DOCUMENT EXTRACT =
# The newest audio interface



## Ultimateherts (Nov 13, 2006)

Here is the newest from Berhringer:  http://www.behringer.com/EN/Products/UMC1820.aspx 

Sent from my HTC6435LVW using Tapatalk


----------



## JVD240 (Sep 7, 2009)

Can Behringer please stop mentioning Midas in every one of there product descriptions? Lol.

May I ask the reason for posting this? Not trying to be a dick. Just confused by only posting a link to a product with no info other than that.


----------



## yogegoy (Feb 11, 2011)

Not even auto sound related.


----------



## Ultimateherts (Nov 13, 2006)

yogegoy said:


> Not even auto sound related.


Yes it is auto sound related!!! This is the CarPC section and it is a USB Audio interface with (8) Analog RCA outputs!!! SO you could do a true 4 way system...


----------



## JVD240 (Sep 7, 2009)

Ultimateherts said:


> Yes it is auto sound related!!! This is the CarPC section and it is a USB Audio interface with (8) Analog RCA outputs!!! SO you could do a true 4 way system...


Ahhhh. I see what you're getting at.

Not a Berhinger fan but it's an interesting piece for the application you're describing. Just checked the price too. WHOA. Haha.


----------



## Ultimateherts (Nov 13, 2006)

JVD240 said:


> Ahhhh. I see what you're getting at.
> 
> Not a Berhinger fan


You obviously have not looked at the Behringer ULTRACURVE PRO DEQ2496?

Behringer: ULTRACURVE PRO DEQ2496


----------



## JVD240 (Sep 7, 2009)

Ultimateherts said:


> You obviously have not looked at the Behringer ULTRACURVE PRO DEQ2496?
> 
> Behringer: ULTRACURVE PRO DEQ2496


I've seen it.

Just not my preference is all. Replaced a lot of Behringer for customers though. Haha.

Such a huge variety of DSP with the same capabilities. Many many options.


----------



## Ultimateherts (Nov 13, 2006)

I have linked a thread from gearslutz where they talk about the Behringer U-PHORIA UMC1820. One interesting note is that they mention it is "CLASS COMPLIANT" which I guess means no driver is required so I would believe you could just hook this up to a Android phone or tablet issue free!!!

Behringer U-PHORIA UMC1820 Audio Interface - Gearslutz.com


----------

REQUIRED TASKS =
- a) Answer these questions about the audio interface thread:
(i) According to Ultimateherts, how many analog RCA outputs does the interface have?
(ii) Which Behringer product does Ultimateherts bring up in reply to JVD240 saying "Not a Berhinger fan"?
(iii) Which term from the gearslutz thread does Ultimateherts take to mean that no driver is required?
- b) Give every username that posts in the audio interface thread.
- c) From the audio interface thread, copy everything from "I've seen it." down to "Many many options.".
The lines that come after the thread are separate material and are unrelated to it.

[Polygon outlines for photos]
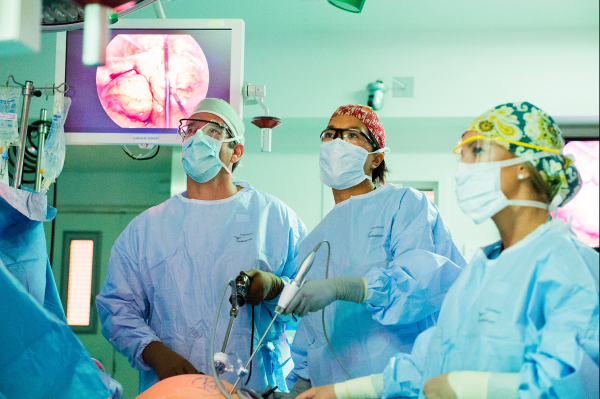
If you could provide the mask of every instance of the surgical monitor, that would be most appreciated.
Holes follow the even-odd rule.
[[[72,100],[68,144],[179,144],[179,120],[206,97],[242,115],[242,20],[121,20],[105,66],[84,66],[82,49],[82,30],[57,34],[55,79]]]

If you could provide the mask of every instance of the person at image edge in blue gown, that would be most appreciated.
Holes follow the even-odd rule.
[[[102,334],[140,370],[140,392],[174,375],[209,373],[220,293],[240,271],[251,277],[247,303],[260,304],[254,307],[256,347],[277,295],[296,275],[298,243],[306,236],[304,224],[285,204],[233,180],[244,152],[244,125],[233,108],[207,98],[190,118],[179,128],[187,191],[127,226],[112,248],[96,298]],[[240,308],[227,346],[228,353],[246,360],[252,339],[249,305]],[[290,320],[279,318],[270,330],[253,360],[248,387],[286,390],[293,363],[284,323]],[[220,318],[219,348],[228,321]],[[222,378],[233,382],[237,375]]]
[[[286,310],[303,317],[292,345],[289,382],[297,380],[290,396],[348,379],[317,311],[324,309],[327,335],[352,377],[381,373],[385,359],[410,353],[417,335],[435,324],[465,265],[437,207],[420,191],[384,184],[388,149],[373,110],[338,108],[320,139],[321,181],[336,204],[301,243],[299,259],[328,240],[329,278],[322,245]]]
[[[456,195],[501,240],[475,254],[410,355],[299,399],[597,398],[598,253],[548,218],[581,187],[563,147],[558,125],[527,102],[475,119],[455,149]]]

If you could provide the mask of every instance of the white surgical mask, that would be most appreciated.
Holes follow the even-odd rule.
[[[458,206],[476,224],[483,223],[509,205],[548,209],[548,204],[539,201],[507,199],[500,188],[500,171],[506,166],[553,155],[538,152],[499,162],[461,162],[455,175]]]
[[[229,168],[219,158],[221,144],[235,141],[235,138],[219,141],[202,133],[183,142],[183,170],[198,183],[214,179],[221,168],[231,174]]]
[[[380,152],[389,152],[389,148],[368,152],[341,139],[322,143],[319,156],[321,181],[328,187],[345,190],[371,179],[365,174],[365,162],[369,154]]]

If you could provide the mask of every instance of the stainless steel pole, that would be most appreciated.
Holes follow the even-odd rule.
[[[33,82],[28,80],[23,86],[23,109],[21,110],[21,145],[19,147],[19,157],[15,165],[14,187],[19,188],[23,180],[23,158],[25,157],[25,145],[27,144],[27,127],[29,126],[29,105],[33,93]]]
[[[38,159],[35,169],[35,191],[38,193],[42,188],[42,154],[44,153],[44,143],[46,142],[46,134],[48,134],[48,125],[46,124],[46,118],[48,117],[48,111],[42,108],[40,111],[40,124],[38,125]]]

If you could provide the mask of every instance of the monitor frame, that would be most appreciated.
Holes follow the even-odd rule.
[[[126,19],[119,20],[112,29],[189,29],[231,30],[231,71],[229,80],[229,103],[242,117],[244,106],[242,88],[244,84],[244,41],[245,24],[242,19]],[[55,84],[65,81],[67,32],[56,35]],[[68,83],[68,82],[67,82]],[[177,134],[151,133],[85,133],[65,132],[67,144],[155,144],[181,145]]]

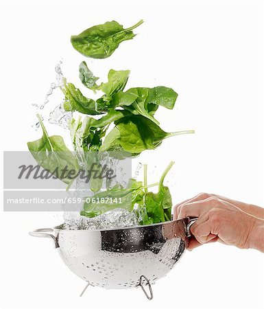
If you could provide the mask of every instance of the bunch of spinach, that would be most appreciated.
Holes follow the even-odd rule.
[[[80,214],[94,218],[106,211],[122,208],[128,211],[134,211],[140,225],[169,221],[171,216],[171,196],[168,187],[165,186],[163,182],[173,163],[169,163],[158,183],[150,185],[147,184],[145,165],[143,183],[132,179],[125,188],[116,185],[110,190],[97,193],[84,203]],[[158,185],[157,193],[148,192],[149,187],[155,185]]]
[[[98,84],[98,78],[84,61],[80,65],[79,73],[86,87],[95,93],[97,91],[104,93],[95,100],[87,98],[73,84],[64,80],[62,91],[65,95],[66,111],[77,111],[91,116],[102,115],[99,119],[89,117],[88,122],[84,120],[85,127],[79,126],[75,130],[76,135],[82,136],[79,148],[83,150],[119,151],[134,157],[143,150],[155,149],[163,139],[169,137],[193,133],[192,130],[167,133],[160,128],[154,117],[159,106],[168,109],[174,107],[178,94],[171,88],[159,86],[130,88],[125,91],[129,70],[110,69],[108,81]],[[106,132],[111,124],[114,127]],[[73,135],[73,140],[75,139]],[[76,146],[74,142],[73,144]],[[76,148],[75,149],[76,150]]]
[[[76,50],[87,57],[106,58],[112,55],[121,42],[133,38],[135,34],[132,30],[142,23],[141,20],[134,26],[124,29],[117,21],[106,22],[71,36],[71,41]],[[85,61],[82,62],[79,66],[79,77],[82,84],[95,95],[97,91],[103,93],[99,98],[95,98],[84,95],[64,78],[60,89],[64,95],[64,110],[84,115],[82,119],[81,117],[77,119],[72,118],[69,123],[75,156],[67,148],[62,137],[49,137],[38,115],[43,137],[27,145],[39,165],[49,170],[57,168],[61,172],[67,166],[76,171],[73,173],[75,175],[60,178],[71,185],[80,167],[88,170],[93,163],[99,165],[100,155],[104,152],[110,151],[112,155],[120,159],[133,157],[144,150],[155,149],[165,139],[194,132],[167,133],[163,130],[155,117],[156,112],[160,106],[173,109],[177,93],[164,86],[125,89],[130,73],[129,70],[110,69],[107,82],[99,83],[99,78],[93,74]],[[171,196],[169,188],[163,185],[163,181],[173,163],[171,162],[165,170],[158,183],[150,185],[147,183],[146,166],[143,183],[131,179],[127,187],[115,185],[99,192],[101,179],[95,180],[91,177],[90,187],[95,194],[91,202],[84,203],[81,214],[93,218],[121,207],[135,211],[141,225],[169,220]],[[148,187],[154,185],[158,185],[157,193],[148,192]],[[105,201],[98,203],[97,198]],[[121,203],[108,203],[108,201],[112,198],[120,198]]]

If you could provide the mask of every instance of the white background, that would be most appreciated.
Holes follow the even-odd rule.
[[[195,135],[167,139],[158,150],[143,154],[141,161],[158,173],[176,161],[169,178],[175,203],[208,192],[263,205],[262,4],[2,1],[3,150],[26,150],[27,141],[40,136],[31,128],[31,104],[44,101],[61,58],[65,76],[81,87],[77,67],[84,58],[71,47],[71,35],[106,21],[129,27],[143,19],[135,30],[139,35],[121,43],[110,58],[86,59],[104,80],[109,69],[130,69],[128,87],[165,85],[179,93],[177,107],[160,108],[158,119],[168,131],[194,128]],[[54,98],[49,108],[62,98],[58,93]],[[51,134],[61,133],[58,126],[47,126]],[[152,301],[140,289],[91,287],[79,297],[84,282],[63,264],[51,241],[28,236],[34,228],[56,225],[61,217],[2,214],[3,308],[263,307],[263,254],[219,244],[186,253],[153,287]]]

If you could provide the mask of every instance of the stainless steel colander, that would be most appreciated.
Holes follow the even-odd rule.
[[[187,218],[105,230],[67,230],[62,225],[29,234],[53,239],[66,265],[87,282],[87,286],[141,286],[151,299],[151,284],[166,275],[179,260],[188,246],[190,227],[195,220]]]

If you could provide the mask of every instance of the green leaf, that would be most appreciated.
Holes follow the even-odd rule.
[[[64,79],[64,86],[61,88],[65,95],[64,108],[66,111],[77,111],[87,115],[99,115],[95,110],[95,102],[82,95],[73,84],[67,82]]]
[[[119,120],[128,115],[129,115],[129,113],[125,111],[115,111],[115,109],[111,109],[106,115],[101,117],[98,120],[95,121],[92,127],[93,128],[102,128],[109,125],[112,122]]]
[[[101,84],[101,90],[106,93],[106,98],[111,98],[112,95],[119,91],[122,91],[128,82],[130,71],[115,71],[111,69],[108,72],[108,81]]]
[[[177,98],[178,94],[171,88],[159,86],[149,89],[147,103],[173,109]]]
[[[40,139],[34,141],[29,141],[27,147],[37,161],[38,164],[45,170],[52,172],[65,183],[73,181],[78,170],[77,163],[72,152],[67,148],[63,138],[59,135],[49,137],[44,124],[38,115],[38,117],[43,129],[43,136]],[[63,175],[62,171],[67,168],[68,171],[73,171],[69,174],[69,172]]]
[[[112,97],[110,102],[111,107],[129,106],[138,98],[138,95],[133,93],[119,91]]]
[[[121,118],[116,122],[116,126],[120,133],[120,145],[125,151],[132,153],[155,149],[165,139],[194,132],[184,130],[169,133],[162,130],[152,120],[141,115]]]
[[[143,195],[142,183],[131,179],[125,189],[113,188],[90,196],[90,202],[84,203],[84,210],[80,214],[93,218],[116,208],[132,211],[135,203],[142,198]],[[115,198],[117,203],[112,203]],[[103,203],[97,203],[97,201],[102,201]]]
[[[115,126],[106,136],[100,152],[103,151],[121,151],[123,148],[120,146],[120,133],[119,129]]]
[[[82,61],[79,65],[79,77],[82,84],[89,89],[95,91],[100,88],[96,84],[99,78],[95,77],[93,72],[89,70],[85,61]]]
[[[72,36],[71,42],[73,47],[82,54],[95,58],[106,58],[112,55],[119,44],[131,40],[135,34],[132,31],[143,23],[124,29],[117,21],[108,21],[86,29],[77,36]]]
[[[152,121],[141,115],[121,119],[116,123],[120,133],[120,144],[132,153],[155,149],[162,140],[169,136]]]

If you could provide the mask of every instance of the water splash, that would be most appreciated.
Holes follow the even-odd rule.
[[[65,229],[105,229],[139,225],[136,214],[121,208],[107,211],[95,218],[81,217],[77,222],[65,222]]]
[[[47,105],[47,104],[49,102],[50,97],[53,93],[54,90],[63,85],[63,74],[62,74],[62,69],[60,67],[60,65],[62,63],[62,61],[60,60],[59,63],[57,63],[55,67],[55,71],[56,73],[56,82],[51,82],[51,84],[50,84],[49,89],[46,93],[45,98],[43,103],[40,106],[36,103],[33,103],[32,104],[32,106],[34,106],[36,108],[36,113],[41,115],[41,112],[43,111],[43,109],[45,107],[45,106]],[[61,105],[62,104],[60,104],[59,106],[56,106],[55,108],[54,111],[56,108],[59,108],[60,106],[61,106]],[[54,111],[53,111],[53,112],[54,112]],[[61,111],[62,114],[63,113],[63,115],[60,115],[59,117],[57,117],[58,118],[57,122],[53,120],[53,122],[52,122],[53,119],[52,119],[52,115],[51,115],[51,123],[56,123],[56,124],[59,124],[60,126],[62,126],[63,128],[66,128],[65,122],[68,120],[69,118],[71,117],[71,113],[68,113],[65,111],[62,110],[62,108],[60,108],[60,111]],[[51,112],[51,113],[53,113],[53,112]],[[32,125],[32,127],[35,128],[36,130],[37,130],[39,128],[39,123],[38,122],[38,123]]]
[[[53,111],[49,113],[49,122],[50,124],[58,124],[64,129],[69,129],[69,122],[72,118],[73,113],[67,112],[63,106],[63,101],[60,104],[55,107]]]
[[[142,163],[139,162],[139,164],[137,165],[136,168],[136,170],[135,170],[135,172],[134,174],[134,177],[133,178],[136,179],[139,177],[139,172],[140,172],[141,168],[142,168]]]

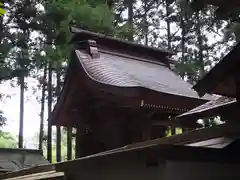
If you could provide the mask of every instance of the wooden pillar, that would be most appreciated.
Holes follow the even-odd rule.
[[[81,133],[81,128],[77,127],[76,130],[76,138],[75,138],[75,158],[80,158],[81,157],[81,140],[82,140],[82,133]]]
[[[56,142],[56,158],[57,162],[61,161],[61,126],[56,126],[57,142]]]
[[[72,160],[72,127],[67,128],[67,160]]]
[[[171,126],[171,135],[172,136],[176,135],[176,127],[175,126]]]
[[[235,74],[235,84],[236,84],[236,99],[237,99],[237,112],[240,111],[240,71]],[[237,114],[237,121],[240,120],[240,113]]]

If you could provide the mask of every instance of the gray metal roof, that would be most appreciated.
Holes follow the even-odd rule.
[[[193,147],[207,147],[207,148],[224,148],[234,142],[235,138],[219,137],[214,139],[209,139],[205,141],[195,142],[191,144],[186,144],[185,146]]]
[[[49,162],[40,150],[0,148],[0,169],[17,171]]]
[[[209,101],[209,102],[206,102],[205,104],[203,105],[200,105],[186,113],[183,113],[179,116],[177,116],[177,118],[182,118],[182,117],[186,117],[188,115],[194,115],[194,114],[200,114],[200,113],[203,113],[205,111],[209,111],[209,110],[212,110],[212,109],[217,109],[217,108],[220,108],[220,107],[224,107],[224,106],[227,106],[227,105],[230,105],[230,104],[233,104],[233,103],[236,103],[236,99],[235,98],[229,98],[229,97],[225,97],[225,96],[222,96],[220,98],[216,98],[215,100],[212,100],[212,101]]]
[[[76,55],[86,74],[95,81],[118,87],[141,87],[157,92],[199,98],[191,84],[182,80],[163,63],[144,61],[137,57],[124,57],[111,52],[101,52],[100,58],[92,58],[84,51]],[[202,99],[210,100],[206,95]]]

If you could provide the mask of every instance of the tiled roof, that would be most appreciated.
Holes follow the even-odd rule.
[[[215,100],[209,101],[203,105],[200,105],[186,113],[183,113],[183,114],[179,115],[177,118],[182,118],[182,117],[186,117],[186,116],[194,115],[194,114],[200,114],[200,113],[203,113],[208,110],[212,110],[212,109],[216,109],[216,108],[220,108],[220,107],[224,107],[224,106],[233,104],[235,102],[236,102],[235,98],[228,98],[228,97],[222,96]]]
[[[189,83],[164,64],[113,55],[110,52],[101,52],[100,57],[94,59],[81,50],[76,50],[76,55],[86,74],[100,83],[118,87],[141,87],[200,99]],[[207,95],[202,99],[211,98]]]

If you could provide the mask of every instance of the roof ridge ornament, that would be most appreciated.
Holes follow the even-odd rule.
[[[100,53],[98,52],[97,43],[95,40],[88,40],[89,54],[93,59],[100,58]]]

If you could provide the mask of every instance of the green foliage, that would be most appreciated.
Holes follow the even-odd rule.
[[[0,132],[0,148],[17,148],[17,140],[7,132]]]
[[[6,13],[6,11],[3,8],[3,6],[4,6],[4,4],[2,2],[0,2],[0,16],[3,16]]]

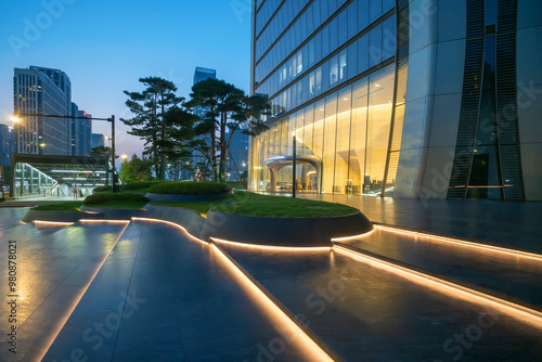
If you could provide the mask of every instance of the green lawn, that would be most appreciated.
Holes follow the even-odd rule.
[[[358,211],[356,208],[341,204],[268,196],[245,191],[235,191],[234,195],[206,202],[152,202],[151,205],[182,207],[197,214],[207,214],[209,209],[212,209],[224,214],[285,218],[332,217]]]
[[[145,205],[146,202],[118,201],[118,202],[106,202],[102,204],[90,205],[89,207],[115,208],[115,209],[140,209],[143,208],[143,206]],[[49,204],[49,205],[38,206],[35,208],[35,210],[83,212],[79,209],[81,206],[82,202]]]
[[[101,204],[87,205],[88,207],[107,208],[107,209],[141,209],[147,202],[137,201],[109,201]]]
[[[140,209],[146,203],[143,201],[107,201],[89,205],[96,208]],[[246,191],[235,191],[233,195],[221,196],[211,201],[197,203],[153,202],[152,205],[182,207],[197,214],[207,214],[210,209],[224,214],[250,215],[262,217],[333,217],[351,215],[358,209],[325,202],[314,202],[302,198],[260,195]],[[80,211],[82,202],[50,204],[38,206],[37,210]]]
[[[41,205],[38,207],[35,207],[35,210],[42,210],[42,211],[78,211],[82,212],[79,207],[81,207],[82,202],[72,202],[72,203],[59,203],[59,204],[49,204],[49,205]]]

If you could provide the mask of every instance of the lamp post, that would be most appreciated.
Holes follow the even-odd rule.
[[[296,132],[292,132],[292,138],[293,138],[293,145],[294,145],[294,151],[293,151],[293,169],[292,169],[292,197],[296,198]]]
[[[113,185],[112,185],[112,192],[118,192],[119,188],[117,185],[117,180],[115,177],[115,116],[111,116],[109,118],[98,118],[98,117],[77,117],[77,116],[59,116],[59,115],[43,115],[43,114],[38,114],[38,113],[20,113],[18,117],[43,117],[43,118],[64,118],[64,119],[91,119],[91,120],[106,120],[111,122],[111,134],[112,134],[112,140],[111,140],[111,164],[112,164],[112,179],[113,179]],[[18,121],[17,115],[13,116],[13,121]],[[15,137],[16,139],[16,137]],[[44,143],[43,143],[44,145]],[[41,144],[40,144],[41,146]]]

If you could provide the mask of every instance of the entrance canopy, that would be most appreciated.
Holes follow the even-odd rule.
[[[276,172],[287,166],[294,166],[294,157],[293,156],[280,156],[280,157],[272,157],[264,159],[263,165],[269,167],[271,171],[271,190],[275,191],[276,190]],[[317,172],[317,178],[320,180],[320,176],[322,174],[322,160],[320,157],[314,156],[314,155],[296,155],[296,166],[300,165],[311,165],[315,172]],[[299,174],[301,178],[304,177],[302,174]],[[320,193],[320,181],[317,184],[317,189]]]

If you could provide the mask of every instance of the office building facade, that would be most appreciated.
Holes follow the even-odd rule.
[[[194,70],[194,83],[196,85],[201,81],[207,80],[207,79],[217,79],[217,70],[216,69],[209,69],[209,68],[204,68],[204,67],[196,67]],[[198,117],[205,117],[205,115],[209,112],[208,107],[202,107],[202,106],[195,106],[194,109],[192,109],[192,113]],[[207,140],[207,144],[210,146],[210,140]],[[202,156],[198,152],[193,152],[192,157],[191,157],[191,163],[192,163],[192,170],[189,169],[183,169],[181,171],[181,179],[183,180],[190,180],[190,179],[202,179],[203,172],[201,172],[201,167],[203,165],[207,164],[207,158]],[[209,174],[207,174],[209,177]]]
[[[542,199],[542,2],[253,5],[251,190]]]
[[[77,104],[72,103],[73,117],[87,117],[88,119],[72,119],[72,156],[88,156],[91,150],[92,115],[79,111]]]
[[[72,85],[59,69],[15,68],[14,114],[72,115]],[[64,118],[21,117],[15,124],[17,153],[72,154],[72,122]]]
[[[246,180],[248,170],[248,134],[236,131],[230,143],[230,151],[227,157],[227,181]]]
[[[11,166],[11,155],[15,152],[15,138],[13,129],[0,125],[0,167]]]
[[[105,147],[105,135],[101,133],[92,133],[90,150],[95,147]]]

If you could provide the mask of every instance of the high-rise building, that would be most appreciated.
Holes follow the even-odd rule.
[[[15,68],[14,113],[72,115],[72,85],[59,69],[30,66]],[[72,122],[65,118],[21,117],[15,125],[17,153],[72,154]]]
[[[194,72],[194,85],[196,85],[201,81],[207,80],[209,78],[217,79],[217,70],[209,69],[209,68],[203,68],[199,66],[196,67],[195,72]],[[192,113],[198,117],[205,117],[207,112],[209,112],[209,108],[202,107],[202,106],[196,106],[192,111]],[[208,142],[208,144],[210,144],[210,142]],[[198,167],[198,165],[203,165],[206,163],[207,163],[207,159],[204,156],[202,156],[199,153],[194,152],[192,154],[192,166],[194,168],[194,171],[196,171],[195,169]],[[181,179],[184,179],[184,180],[191,179],[193,173],[194,172],[190,172],[188,170],[184,170],[183,172],[181,172]]]
[[[92,115],[79,111],[77,104],[72,103],[72,116],[89,118],[72,119],[72,156],[88,156],[91,150]]]
[[[248,170],[248,135],[237,131],[232,137],[228,154],[227,181],[238,181]]]
[[[0,125],[0,167],[11,166],[11,155],[15,151],[13,129],[7,125]]]
[[[249,188],[542,199],[541,3],[255,0]]]
[[[90,150],[94,147],[105,147],[105,137],[101,133],[92,133]]]

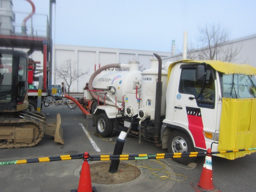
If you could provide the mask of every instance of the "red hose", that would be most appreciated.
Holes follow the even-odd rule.
[[[77,105],[78,106],[80,109],[81,110],[81,111],[82,111],[82,112],[84,113],[84,114],[85,115],[90,115],[90,113],[89,113],[85,110],[85,109],[83,107],[83,106],[80,104],[77,101],[77,100],[75,98],[73,97],[72,97],[71,96],[69,96],[68,95],[65,95],[64,96],[64,97],[65,98],[67,98],[69,99],[70,99],[71,101],[73,101],[75,102],[75,103],[77,104]]]
[[[23,20],[23,23],[25,24],[26,22],[27,22],[27,21],[29,18],[31,17],[32,16],[32,15],[34,15],[34,14],[35,13],[35,12],[36,11],[36,8],[35,7],[35,5],[34,4],[33,2],[32,2],[32,1],[31,0],[26,0],[28,2],[31,4],[31,6],[32,7],[32,11],[31,11],[31,13],[27,16],[27,17],[26,17],[26,18]]]

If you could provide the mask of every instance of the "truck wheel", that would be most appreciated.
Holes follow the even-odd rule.
[[[175,130],[171,133],[168,138],[168,151],[169,153],[183,153],[194,151],[192,142],[188,135],[182,131]],[[174,161],[183,165],[193,162],[196,157],[173,158]]]
[[[33,112],[37,111],[37,102],[31,99],[28,99],[29,102],[29,107],[26,110],[30,112]]]
[[[110,136],[113,129],[112,121],[105,113],[100,113],[97,116],[95,124],[96,130],[100,136],[106,137]]]

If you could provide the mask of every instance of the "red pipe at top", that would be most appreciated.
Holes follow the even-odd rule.
[[[77,100],[76,99],[73,97],[72,97],[71,96],[69,96],[68,95],[65,95],[64,96],[64,97],[67,98],[71,101],[74,102],[75,103],[77,104],[77,105],[78,106],[78,107],[81,110],[81,111],[82,111],[82,112],[83,112],[85,115],[90,115],[90,113],[88,112],[87,111],[85,110],[85,109],[83,107],[83,106],[82,106],[81,104],[80,104],[77,101]]]
[[[36,11],[36,7],[35,7],[35,5],[32,1],[31,1],[31,0],[26,0],[26,1],[29,2],[31,4],[31,6],[32,6],[32,11],[31,12],[31,13],[27,16],[27,17],[24,19],[22,22],[22,23],[24,24],[26,23],[27,21],[29,18],[31,17],[32,15],[34,15],[34,14],[35,13],[35,11]]]

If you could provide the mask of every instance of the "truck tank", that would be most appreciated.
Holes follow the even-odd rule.
[[[141,100],[140,101],[139,117],[141,120],[150,118],[154,120],[155,107],[156,91],[158,75],[158,60],[151,58],[150,68],[142,71],[141,78]],[[161,116],[165,115],[167,75],[166,71],[162,70],[162,102]]]
[[[110,95],[117,102],[122,103],[124,102],[125,93],[135,90],[136,87],[140,87],[141,72],[139,71],[139,63],[137,61],[129,62],[129,71],[117,71],[116,69],[108,69],[98,74],[92,83],[92,87],[99,97],[104,98],[104,93]],[[140,89],[139,89],[140,90]],[[111,100],[105,97],[106,100]]]

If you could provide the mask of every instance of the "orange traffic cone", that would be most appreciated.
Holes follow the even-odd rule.
[[[215,188],[213,184],[212,151],[210,149],[207,150],[200,181],[197,183],[192,183],[191,185],[197,192],[220,191],[218,188]]]
[[[89,165],[89,154],[86,152],[83,158],[83,162],[79,179],[77,192],[92,191],[91,174]]]

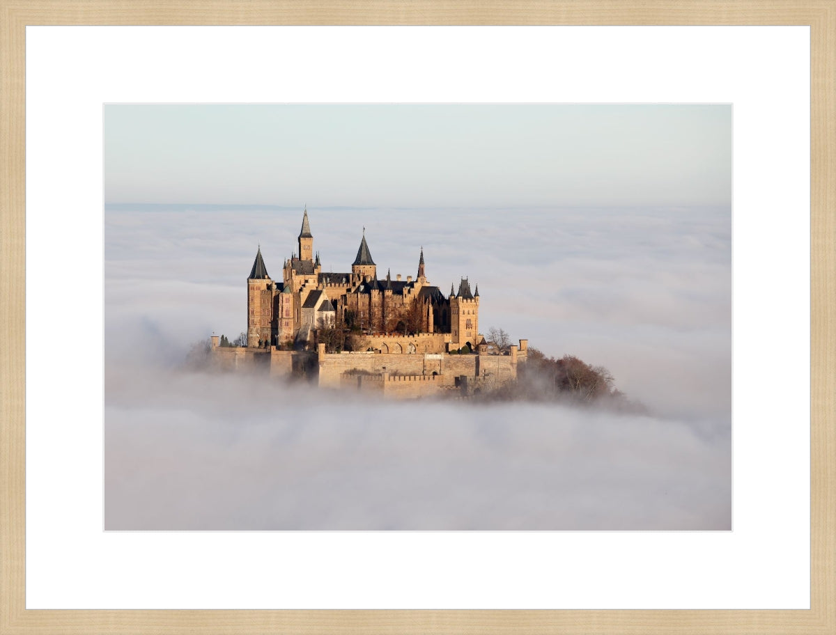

SOLUTIONS TO THE PROBLEMS =
- a)
(i) Eight.
(ii) The Behringer ULTRACURVE PRO DEQ2496.
(iii) "CLASS COMPLIANT".

- b) Ultimateherts, JVD240, yogegoy

- c)
I've seen it.

Just not my preference is all. Replaced a lot of Behringer for customers though. Haha.

Such a huge variety of DSP with the same capabilities. Many many options.